» Work task
Every line that contains "Each" must be located and copied from the data.

Collection entries:
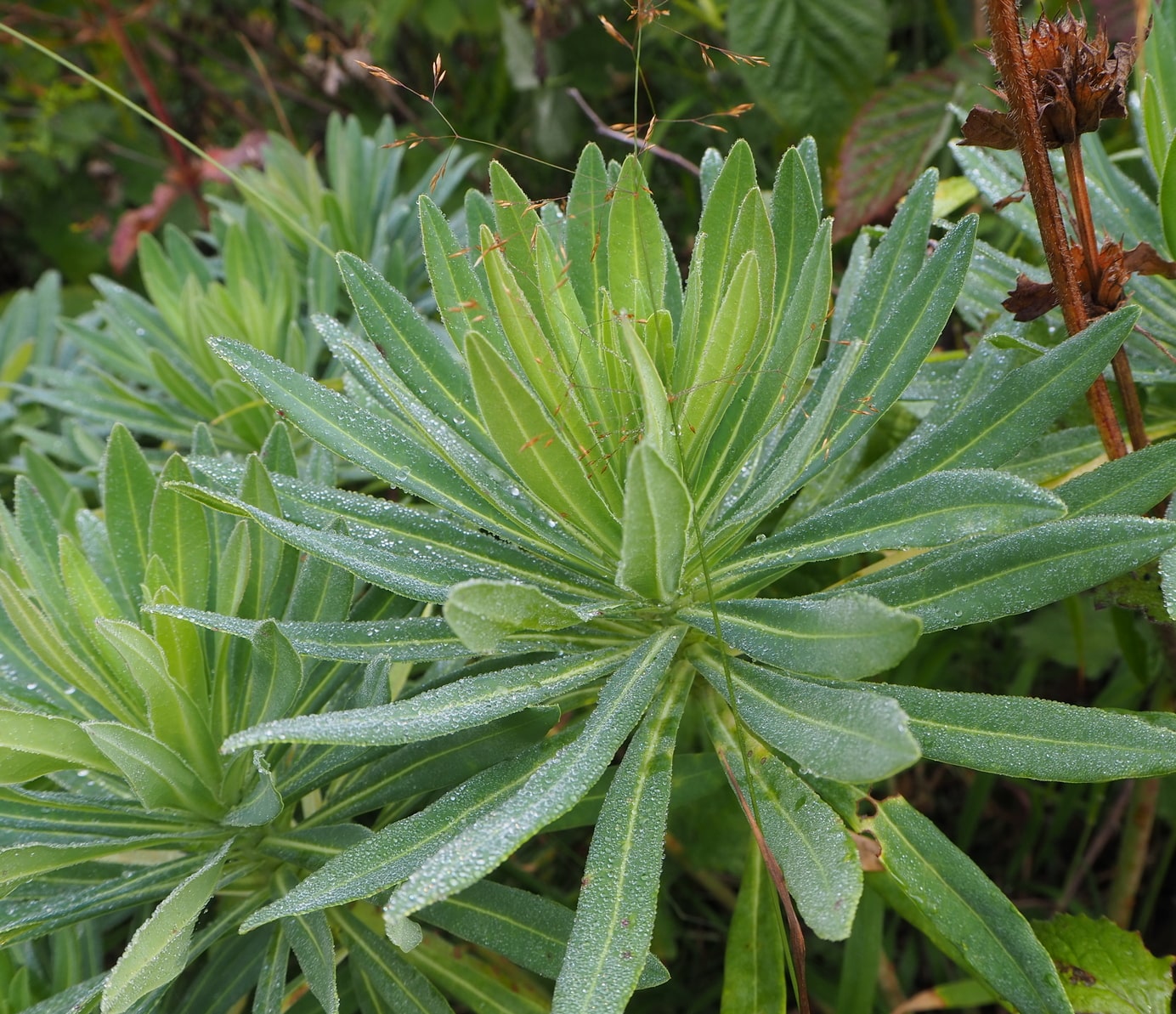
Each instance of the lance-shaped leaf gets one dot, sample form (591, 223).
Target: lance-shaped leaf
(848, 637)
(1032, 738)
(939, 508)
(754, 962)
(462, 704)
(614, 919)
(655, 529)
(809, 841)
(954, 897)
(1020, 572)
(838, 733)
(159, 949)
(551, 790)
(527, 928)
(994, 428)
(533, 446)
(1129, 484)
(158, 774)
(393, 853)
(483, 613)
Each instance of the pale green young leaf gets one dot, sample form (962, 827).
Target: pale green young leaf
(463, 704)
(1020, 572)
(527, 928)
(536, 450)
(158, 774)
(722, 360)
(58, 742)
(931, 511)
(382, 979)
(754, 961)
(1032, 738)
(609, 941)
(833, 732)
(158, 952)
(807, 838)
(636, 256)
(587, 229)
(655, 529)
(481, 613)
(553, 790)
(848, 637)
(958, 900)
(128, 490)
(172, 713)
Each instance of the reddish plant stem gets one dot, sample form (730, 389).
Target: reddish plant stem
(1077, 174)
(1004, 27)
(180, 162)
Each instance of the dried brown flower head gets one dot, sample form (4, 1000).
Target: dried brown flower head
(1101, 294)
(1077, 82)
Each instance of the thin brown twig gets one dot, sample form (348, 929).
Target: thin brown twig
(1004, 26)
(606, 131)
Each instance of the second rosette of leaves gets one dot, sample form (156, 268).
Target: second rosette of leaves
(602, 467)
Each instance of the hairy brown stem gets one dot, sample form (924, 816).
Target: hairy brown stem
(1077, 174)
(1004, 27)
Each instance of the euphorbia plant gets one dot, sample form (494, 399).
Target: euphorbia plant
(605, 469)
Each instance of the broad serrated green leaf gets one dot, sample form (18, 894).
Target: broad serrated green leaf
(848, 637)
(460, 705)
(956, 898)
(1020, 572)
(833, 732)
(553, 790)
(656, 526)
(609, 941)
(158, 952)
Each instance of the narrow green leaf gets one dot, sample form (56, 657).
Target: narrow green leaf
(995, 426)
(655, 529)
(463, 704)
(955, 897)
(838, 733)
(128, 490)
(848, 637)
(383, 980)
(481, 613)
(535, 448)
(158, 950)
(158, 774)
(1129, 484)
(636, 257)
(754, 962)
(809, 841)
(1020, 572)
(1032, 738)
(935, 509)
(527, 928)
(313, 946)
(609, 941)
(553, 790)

» Solved exercise
Each instance of the lance-shaped leaf gets one dot, sample form (591, 223).
Each instance of the pale green young leaf gets one dot, sample form (962, 827).
Each instance of the reddish plant stem gets one dot, sample form (730, 389).
Each instance of the dried brown flower head gets one dot, sample form (4, 1000).
Each instance of the thin brown twig gets one dot, sample form (348, 929).
Each instance of the second rosette of leaves gets one dot, sample form (156, 268).
Each instance of the hairy brown stem gets one dot, sample form (924, 816).
Each instance of the euphorbia plant gets one dot, sample form (494, 399).
Each instance of the broad serrated green leaf gets one dot, sample form (18, 894).
Each instance of the narrow green leaf gets one dot, sample form (56, 657).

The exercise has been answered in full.